** Opening DATASET RECORDS block **
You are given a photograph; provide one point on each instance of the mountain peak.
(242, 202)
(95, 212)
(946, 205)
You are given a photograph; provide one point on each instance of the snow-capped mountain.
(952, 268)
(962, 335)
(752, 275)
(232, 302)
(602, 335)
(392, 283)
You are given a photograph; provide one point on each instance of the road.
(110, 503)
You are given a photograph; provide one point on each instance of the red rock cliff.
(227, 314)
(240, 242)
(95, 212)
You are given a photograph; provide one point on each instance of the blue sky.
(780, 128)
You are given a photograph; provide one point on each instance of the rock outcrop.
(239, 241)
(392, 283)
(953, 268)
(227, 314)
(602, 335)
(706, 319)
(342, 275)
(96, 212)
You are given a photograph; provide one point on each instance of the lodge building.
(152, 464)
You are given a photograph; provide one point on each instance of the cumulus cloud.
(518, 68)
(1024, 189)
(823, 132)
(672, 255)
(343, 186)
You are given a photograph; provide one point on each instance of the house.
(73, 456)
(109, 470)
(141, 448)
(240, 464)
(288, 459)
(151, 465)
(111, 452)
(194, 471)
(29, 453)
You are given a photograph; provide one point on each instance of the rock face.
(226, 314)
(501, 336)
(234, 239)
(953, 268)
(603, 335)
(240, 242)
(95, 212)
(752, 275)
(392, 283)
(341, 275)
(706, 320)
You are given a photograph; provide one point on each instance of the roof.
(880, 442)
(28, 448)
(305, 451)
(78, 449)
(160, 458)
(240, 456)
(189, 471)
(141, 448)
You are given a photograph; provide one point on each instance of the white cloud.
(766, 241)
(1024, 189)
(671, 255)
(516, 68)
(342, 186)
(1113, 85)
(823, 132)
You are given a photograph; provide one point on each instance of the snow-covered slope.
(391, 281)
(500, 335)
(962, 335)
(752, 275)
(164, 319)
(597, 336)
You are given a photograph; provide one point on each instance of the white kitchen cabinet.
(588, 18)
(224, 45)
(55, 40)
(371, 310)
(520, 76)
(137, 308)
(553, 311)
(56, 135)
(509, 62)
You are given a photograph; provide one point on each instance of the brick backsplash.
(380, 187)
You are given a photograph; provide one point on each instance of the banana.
** Closing DATASET RECORDS block **
_EXERCISE PROMPT_
All of the data shown above must be copied exactly.

_WRITTEN ANSWER_
You are given a photograph; provide one point on each instance of the mountain peak.
(242, 202)
(95, 212)
(946, 205)
You are given a photograph; provide one point on each instance of the snow-capped mountain.
(952, 268)
(962, 335)
(752, 275)
(232, 302)
(602, 335)
(392, 283)
You are given a photograph; provide one point on each instance of the road.
(110, 503)
You are given a photograph; provide one point on each instance of the red rock cliff.
(227, 314)
(240, 242)
(95, 212)
You are given a photograph; provide one point on each instance of the blue sky.
(780, 128)
You are given a photograph; provide one point on each instance of the rock outcrop.
(239, 241)
(392, 283)
(953, 268)
(227, 314)
(602, 335)
(706, 319)
(342, 275)
(96, 212)
You are given a photograph; provide one point on each instance of the lodge building.
(152, 464)
You are given a photograph; provide one point on each instance of the cumulus cloud.
(518, 68)
(1024, 189)
(823, 132)
(672, 255)
(343, 186)
You are given a photograph; provide one point on each instance of the house.
(73, 456)
(109, 470)
(141, 448)
(240, 464)
(288, 459)
(151, 465)
(111, 452)
(194, 471)
(29, 453)
You are given a photograph; provide one point on each instance of the rock face.
(226, 314)
(501, 336)
(234, 239)
(953, 268)
(603, 335)
(240, 242)
(95, 212)
(752, 275)
(392, 283)
(341, 275)
(706, 320)
You are given a photograph; provide one point on each instance of the roof.
(880, 442)
(28, 448)
(305, 451)
(78, 449)
(160, 458)
(240, 456)
(189, 471)
(141, 448)
You are given a photograph; provide one point on each instance of the white cloud.
(766, 241)
(1024, 189)
(671, 255)
(516, 68)
(342, 186)
(1113, 85)
(823, 132)
You are given a photograph; provide one point on each instance of the snow-covered slope.
(391, 281)
(500, 335)
(962, 335)
(752, 275)
(164, 319)
(597, 336)
You are given a photograph; provide one point on each instance of the white kitchen cabinet.
(588, 18)
(224, 45)
(55, 40)
(371, 310)
(520, 76)
(137, 308)
(553, 311)
(56, 135)
(509, 62)
You are given a photograph; provide one point on each instance of the brick backsplash.
(380, 187)
You are given a photograph; provide one point on each instance of the banana.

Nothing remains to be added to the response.